Task goal:
Write out the whole listing. Leave out nothing.

Recorded data:
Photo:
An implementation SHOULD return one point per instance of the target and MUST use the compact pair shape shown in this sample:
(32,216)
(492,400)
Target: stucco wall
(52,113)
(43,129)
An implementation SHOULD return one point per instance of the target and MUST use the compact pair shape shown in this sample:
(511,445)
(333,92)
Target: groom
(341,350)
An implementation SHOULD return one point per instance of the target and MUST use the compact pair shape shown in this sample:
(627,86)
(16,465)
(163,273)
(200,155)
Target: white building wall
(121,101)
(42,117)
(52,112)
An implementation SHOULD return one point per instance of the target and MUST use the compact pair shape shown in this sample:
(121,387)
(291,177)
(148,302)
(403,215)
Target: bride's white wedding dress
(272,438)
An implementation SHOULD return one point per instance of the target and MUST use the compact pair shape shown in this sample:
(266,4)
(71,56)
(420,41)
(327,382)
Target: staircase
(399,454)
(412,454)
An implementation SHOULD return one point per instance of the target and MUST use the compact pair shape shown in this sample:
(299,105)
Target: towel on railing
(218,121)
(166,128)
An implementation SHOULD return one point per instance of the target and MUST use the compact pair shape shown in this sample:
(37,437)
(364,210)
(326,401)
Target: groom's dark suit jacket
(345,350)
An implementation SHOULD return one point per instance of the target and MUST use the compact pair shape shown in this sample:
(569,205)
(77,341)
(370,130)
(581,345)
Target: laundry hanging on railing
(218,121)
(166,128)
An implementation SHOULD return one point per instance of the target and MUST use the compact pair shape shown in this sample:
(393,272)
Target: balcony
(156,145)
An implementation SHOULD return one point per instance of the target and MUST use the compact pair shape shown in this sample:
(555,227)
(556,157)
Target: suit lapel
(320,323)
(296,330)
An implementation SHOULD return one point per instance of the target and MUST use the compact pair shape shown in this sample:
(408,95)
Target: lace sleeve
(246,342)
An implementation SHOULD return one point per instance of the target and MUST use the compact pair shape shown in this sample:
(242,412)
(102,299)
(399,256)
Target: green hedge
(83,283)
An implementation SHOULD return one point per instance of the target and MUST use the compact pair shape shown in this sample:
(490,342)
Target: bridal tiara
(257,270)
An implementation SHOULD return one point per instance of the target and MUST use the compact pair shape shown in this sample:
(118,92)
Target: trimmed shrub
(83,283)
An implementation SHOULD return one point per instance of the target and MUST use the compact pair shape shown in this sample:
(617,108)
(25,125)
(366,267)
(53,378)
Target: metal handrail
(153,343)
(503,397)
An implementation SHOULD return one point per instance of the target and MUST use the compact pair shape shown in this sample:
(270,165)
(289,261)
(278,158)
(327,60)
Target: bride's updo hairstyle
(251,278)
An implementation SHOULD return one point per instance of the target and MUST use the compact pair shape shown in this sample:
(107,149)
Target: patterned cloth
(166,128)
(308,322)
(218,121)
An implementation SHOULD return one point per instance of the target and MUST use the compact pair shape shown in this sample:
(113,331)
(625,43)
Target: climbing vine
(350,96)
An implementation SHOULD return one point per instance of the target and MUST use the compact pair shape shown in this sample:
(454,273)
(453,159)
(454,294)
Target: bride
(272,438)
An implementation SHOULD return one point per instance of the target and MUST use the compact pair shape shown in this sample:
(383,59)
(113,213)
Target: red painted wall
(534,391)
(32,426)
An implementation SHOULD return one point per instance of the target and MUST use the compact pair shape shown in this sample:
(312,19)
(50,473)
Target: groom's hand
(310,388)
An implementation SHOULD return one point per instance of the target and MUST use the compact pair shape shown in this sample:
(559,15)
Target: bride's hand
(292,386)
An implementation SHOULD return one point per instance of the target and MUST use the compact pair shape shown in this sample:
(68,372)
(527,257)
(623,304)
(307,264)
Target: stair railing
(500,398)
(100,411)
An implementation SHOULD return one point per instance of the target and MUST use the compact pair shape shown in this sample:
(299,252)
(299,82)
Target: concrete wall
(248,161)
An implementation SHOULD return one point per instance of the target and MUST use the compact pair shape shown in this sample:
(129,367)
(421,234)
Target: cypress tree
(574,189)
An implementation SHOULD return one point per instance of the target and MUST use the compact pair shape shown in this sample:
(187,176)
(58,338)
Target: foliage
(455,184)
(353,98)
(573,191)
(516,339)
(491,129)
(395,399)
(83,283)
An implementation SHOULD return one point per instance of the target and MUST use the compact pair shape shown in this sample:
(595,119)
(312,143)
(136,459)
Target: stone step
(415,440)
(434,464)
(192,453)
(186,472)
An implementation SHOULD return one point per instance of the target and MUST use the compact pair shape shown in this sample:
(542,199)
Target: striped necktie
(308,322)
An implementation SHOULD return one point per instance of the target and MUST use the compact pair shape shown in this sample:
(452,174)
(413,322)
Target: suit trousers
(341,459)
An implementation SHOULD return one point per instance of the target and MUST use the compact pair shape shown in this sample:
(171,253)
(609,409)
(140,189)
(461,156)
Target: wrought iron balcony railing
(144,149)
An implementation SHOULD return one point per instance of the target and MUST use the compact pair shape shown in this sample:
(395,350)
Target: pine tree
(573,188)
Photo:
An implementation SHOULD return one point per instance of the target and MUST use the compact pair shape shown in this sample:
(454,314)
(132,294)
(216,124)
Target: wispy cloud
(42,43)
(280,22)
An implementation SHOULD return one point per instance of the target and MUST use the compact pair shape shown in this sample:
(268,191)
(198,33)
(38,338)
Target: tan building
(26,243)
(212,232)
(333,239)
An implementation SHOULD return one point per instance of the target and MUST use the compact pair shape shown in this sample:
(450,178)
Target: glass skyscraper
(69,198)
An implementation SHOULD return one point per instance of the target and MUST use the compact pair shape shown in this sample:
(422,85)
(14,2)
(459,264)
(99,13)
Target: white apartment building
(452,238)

Answer to this exercise:
Photo:
An implementation SHOULD return one point per instance of the target and MUST use the compact pair shape shown in this sample:
(32,216)
(492,400)
Target: stucco wall
(52,113)
(43,129)
An implementation SHOULD return one point per instance of the target and MUST use the compact pair shape shown in this sample:
(511,445)
(333,92)
Target: groom
(341,350)
An implementation SHOULD return one point per instance of the target and MUST use the compact pair shape shown in this sample:
(627,86)
(16,465)
(163,273)
(200,155)
Target: white building wall
(121,101)
(42,117)
(52,112)
An implementation SHOULD return one point per instance of the target and MUST use the compact pair shape shown in this sample:
(121,387)
(291,177)
(148,302)
(403,215)
Target: bride's white wedding dress
(272,438)
An implementation SHOULD return one point per instance of the target and MUST use the compact pair shape shown in this sample:
(266,4)
(71,56)
(420,41)
(327,382)
Target: staircase
(399,454)
(412,454)
An implementation SHOULD return one point per instance of the target and MUST use the compact pair shape shown in this sample:
(299,105)
Target: towel on railing
(218,121)
(166,128)
An implementation SHOULD return one point per instance of the target and MUST use the compact pair shape shown in this sample:
(37,437)
(364,210)
(326,401)
Target: groom's dark suit jacket
(345,350)
An implementation SHOULD return one point per instance of the target and MUST use the compact pair shape shown in this sample:
(569,205)
(77,341)
(370,130)
(581,345)
Target: laundry hanging on railing
(218,121)
(166,128)
An implementation SHOULD return one point per instance of the target and MUST use the compact pair shape shown in this sample:
(393,272)
Target: balcony
(156,145)
An implementation SHOULD return one point per instance of the target and MUST use the compact pair shape shown in this sample:
(555,227)
(556,157)
Target: suit lapel
(320,323)
(296,330)
An implementation SHOULD return one point per instance of the target and MUST use the compact pair shape shown in this sample:
(408,95)
Target: lace sleeve
(246,342)
An implementation SHOULD return one point per instance of the target and MUST use the compact pair shape shown in this sample:
(242,412)
(102,299)
(399,256)
Target: green hedge
(83,283)
An implementation SHOULD return one point per instance of the target and MUST use the compact pair shape shown in this sample:
(490,342)
Target: bridal tiara
(257,270)
An implementation SHOULD return one point per instance of the target and MUST use the compact pair shape shown in this sample:
(118,92)
Target: trimmed shrub
(83,283)
An implementation SHOULD return one point per instance of the target and MUST use the compact pair shape shown in this sample:
(617,108)
(25,125)
(366,267)
(53,378)
Target: metal handrail
(153,343)
(503,397)
An implementation SHOULD return one point per instance of the target and MUST use the compact pair shape shown in this sample:
(270,165)
(289,261)
(278,158)
(327,60)
Target: bride's updo hairstyle
(251,278)
An implementation SHOULD return one point per instance of the target and MUST use the compact pair shape shown in this sample:
(107,149)
Target: patterned cloth
(166,128)
(308,322)
(218,121)
An implementation SHOULD return one point per instance of the target and MUST use the compact pair shape shown in this sample:
(113,331)
(625,43)
Target: climbing vine
(350,96)
An implementation SHOULD return one point per instance of the target and MUST use the compact pair shape shown in this sample:
(454,273)
(453,159)
(454,294)
Target: bride
(272,438)
An implementation SHOULD return one point per instance of the target and MUST use the compact pair shape shown in this sample:
(383,59)
(113,213)
Target: red painted wall
(534,391)
(32,426)
An implementation SHOULD return one point per instance of the target and MUST use the compact pair shape shown in this sample:
(312,19)
(50,473)
Target: groom's hand
(310,388)
An implementation SHOULD return one point per instance of the target and MUST use the compact pair shape shown in this sample:
(559,15)
Target: bride's hand
(292,386)
An implementation SHOULD return one point per instance of the target and MUST use the compact pair shape shown in this sample:
(68,372)
(527,257)
(623,304)
(307,264)
Target: stair railing
(500,398)
(100,411)
An implementation SHOULD return one point per instance of the target and MUST use the compact pair shape shown in this sample:
(299,252)
(299,82)
Target: concrete wall
(248,161)
An implementation SHOULD return one point per instance of the target and MUST use the compact pair shape shown in this sample:
(129,367)
(421,234)
Target: cypress tree
(574,189)
An implementation SHOULD return one point per instance of the target and MUST use the compact pair shape shown in this sample:
(187,176)
(58,338)
Target: foliage
(455,184)
(353,98)
(573,191)
(516,339)
(491,129)
(395,399)
(83,283)
An implementation SHOULD return one point per instance of the target and MUST use the compact pair shape shown in this sample:
(595,119)
(312,143)
(136,459)
Target: stone step
(415,440)
(434,464)
(192,453)
(186,472)
An implementation SHOULD return one point per instance of the target and MUST use the compact pair shape shown in this sample:
(542,199)
Target: striped necktie
(308,322)
An implementation SHOULD return one point per instance of the target and MUST use the compact pair shape shown in this sample:
(452,174)
(413,322)
Target: suit trousers
(341,459)
An implementation SHOULD return one point per instance of the target and MUST use the compact pair shape shown in this sample:
(171,253)
(609,409)
(140,189)
(461,156)
Target: wrought iron balcony railing
(144,149)
An implementation SHOULD return one point per instance of the target and MUST use the compact pair shape shown in this sample:
(395,350)
Target: pine tree
(573,188)
Photo:
An implementation SHOULD return one point per instance of the target and MUST use the compact pair shape shown in this sample:
(454,314)
(132,294)
(216,124)
Target: wispy cloud
(42,43)
(280,22)
An implementation SHOULD return one point per instance of the target and MUST use the compact pair shape shown in this sample:
(268,191)
(198,33)
(38,338)
Target: tan building
(26,243)
(212,232)
(333,239)
An implementation SHOULD return one point per instance of the target and MUST use the compact pair shape shown in this sample:
(450,178)
Target: glass skyscraper
(69,198)
An implementation SHOULD return one point per instance of the target and MUST use the compact pair shape shown in this sample:
(422,85)
(14,2)
(459,264)
(99,13)
Target: white apartment building
(452,238)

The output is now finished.